[Письменное задание 1]
Повторите слово в слово часть отрывка о Булгакове и Волошине: от слов «Волошин внимательно наблюдал» до слов «ждут жестокие испытания...» включительно.
[Письменное задание 2]
Подхватите рассказ о Булгакове и Волошине и продолжите его вслед за последней фразой.

Догадывался ли Булгаков, что через несколько дней к нему нагрянут «гости» с Лубянки? Седьмого мая на квартире Булгакова сотрудники ОГПУ провели тщательнейший обыск, выискивая именно ненапечатанные рукописи... С этого момента Булгаков стал не только «опекаемым» этим зловещим учреждением, но и «приглашаемым» туда на допросы...
Волошин внимательно наблюдал за перипетиями вокруг Булгакова после премьер «Дней Турбиных» и «Зойкиной квартиры», об этом ему сообщали многие его знакомые. «Страшный шум царит вокруг Булгакова...» — сообщал писатель Л. Е. Остроумов. «Жаль, что его писательская судьба так неудачна и тревожно за его судьбу человеческую», — сокрушалась О. Ф. Головина, дочь первого председателя Государственной думы. В начале 1927 г. Волошин сам прибыл в Москву (26 февраля состоялось открытие выставки его акварелей в ГАХН) и несколько раз встречался с Булгаковым (два раза был у него дома). Надо полагать, что речь шла и о творчестве, и о возможностях его реализации в «специфических» условиях. Трудно сказать, догадывались ли они о том, что впереди их ждут жестокие испытания...

[Представленные данные]

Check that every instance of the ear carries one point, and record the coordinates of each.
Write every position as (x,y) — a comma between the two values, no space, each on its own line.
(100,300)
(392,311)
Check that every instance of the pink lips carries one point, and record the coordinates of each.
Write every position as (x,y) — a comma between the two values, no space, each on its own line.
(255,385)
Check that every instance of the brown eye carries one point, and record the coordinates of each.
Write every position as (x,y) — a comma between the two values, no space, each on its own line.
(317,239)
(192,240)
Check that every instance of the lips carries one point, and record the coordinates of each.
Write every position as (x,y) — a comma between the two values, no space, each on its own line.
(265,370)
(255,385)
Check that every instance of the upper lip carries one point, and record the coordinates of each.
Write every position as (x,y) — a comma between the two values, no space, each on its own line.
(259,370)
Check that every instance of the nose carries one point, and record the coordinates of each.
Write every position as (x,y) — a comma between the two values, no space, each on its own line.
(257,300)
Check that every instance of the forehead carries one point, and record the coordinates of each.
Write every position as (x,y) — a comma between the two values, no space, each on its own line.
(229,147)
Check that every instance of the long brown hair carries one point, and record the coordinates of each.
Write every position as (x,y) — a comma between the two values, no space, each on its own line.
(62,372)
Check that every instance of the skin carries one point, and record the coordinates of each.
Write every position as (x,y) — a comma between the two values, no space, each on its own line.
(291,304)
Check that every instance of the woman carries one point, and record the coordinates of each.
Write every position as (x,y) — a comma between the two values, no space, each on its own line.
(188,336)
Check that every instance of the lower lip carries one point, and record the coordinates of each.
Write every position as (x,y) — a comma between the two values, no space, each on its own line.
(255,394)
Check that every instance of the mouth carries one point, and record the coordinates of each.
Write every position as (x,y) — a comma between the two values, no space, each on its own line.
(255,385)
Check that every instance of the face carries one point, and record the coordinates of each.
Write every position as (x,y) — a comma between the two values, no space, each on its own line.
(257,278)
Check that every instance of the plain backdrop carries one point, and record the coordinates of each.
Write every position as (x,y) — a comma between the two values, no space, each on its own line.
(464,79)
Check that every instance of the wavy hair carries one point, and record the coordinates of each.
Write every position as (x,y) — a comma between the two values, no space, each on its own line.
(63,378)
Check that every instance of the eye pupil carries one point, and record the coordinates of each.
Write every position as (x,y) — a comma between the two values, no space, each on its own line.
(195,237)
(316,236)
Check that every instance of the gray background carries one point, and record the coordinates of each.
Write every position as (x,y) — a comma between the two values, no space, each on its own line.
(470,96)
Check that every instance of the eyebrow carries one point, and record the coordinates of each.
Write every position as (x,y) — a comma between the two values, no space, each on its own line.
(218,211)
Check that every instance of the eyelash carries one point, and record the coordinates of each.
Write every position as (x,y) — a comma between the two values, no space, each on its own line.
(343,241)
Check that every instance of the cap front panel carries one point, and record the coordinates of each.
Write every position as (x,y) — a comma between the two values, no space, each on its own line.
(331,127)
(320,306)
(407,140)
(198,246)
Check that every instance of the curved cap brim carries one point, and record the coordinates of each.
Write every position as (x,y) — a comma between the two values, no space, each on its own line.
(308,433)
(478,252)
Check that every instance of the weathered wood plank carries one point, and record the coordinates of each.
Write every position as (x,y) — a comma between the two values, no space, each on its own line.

[Ответ на задание 1]
Волошин внимательно наблюдал за перипетиями вокруг Булгакова после премьер «Дней Турбиных» и «Зойкиной квартиры», об этом ему сообщали многие его знакомые. «Страшный шум царит вокруг Булгакова...» — сообщал писатель Л. Е. Остроумов. «Жаль, что его писательская судьба так неудачна и тревожно за его судьбу человеческую», — сокрушалась О. Ф. Головина, дочь первого председателя Государственной думы. В начале 1927 г. Волошин сам прибыл в Москву (26 февраля состоялось открытие выставки его акварелей в ГАХН) и несколько раз встречался с Булгаковым (два раза был у него дома). Надо полагать, что речь шла и о творчестве, и о возможностях его реализации в «специфических» условиях. Трудно сказать, догадывались ли они о том, что впереди их ждут жестокие испытания...

[Ответ на задание 2]
При прочтении очерка «Путешествие по Крыму» неизбежно возникает вопрос: почему Булгаков сделал его несколько «легковесным», почему даже не упомянут Волошин, не говоря уже о беседах с ним? Да и некоторые «коктебельцы» были не очень довольны этим очерком. Так, Э. Ф. Голлербах в письме Волошину от 1 декабря 1925 г. сетовал на то, что в булгаковских фельетонах «больше рассуждений о превратностях погоды, чем о коктебельском быте».
Ответ на этот естественный вопрос, как ни странно, мы находим как раз в письмах Волошина Э. Голлербаху, опубликованных в историческом альманахе «Минувшее», № 17 (М.; СПб., 1994). Так, в письме от 24 июля 1925 г., то есть написанном по «горячим следам», говорится следующее:
«Дорогой Эрик Феодорович, ради Бога, убедите Лежнева не давать никакой статьи о Коктебеле, ибо это может быть губительно для всего моего дома и дела. У меня (вернее, у моего имени) слишком много журнальных врагов, и всякое упоминание его вызывает газетную травлю.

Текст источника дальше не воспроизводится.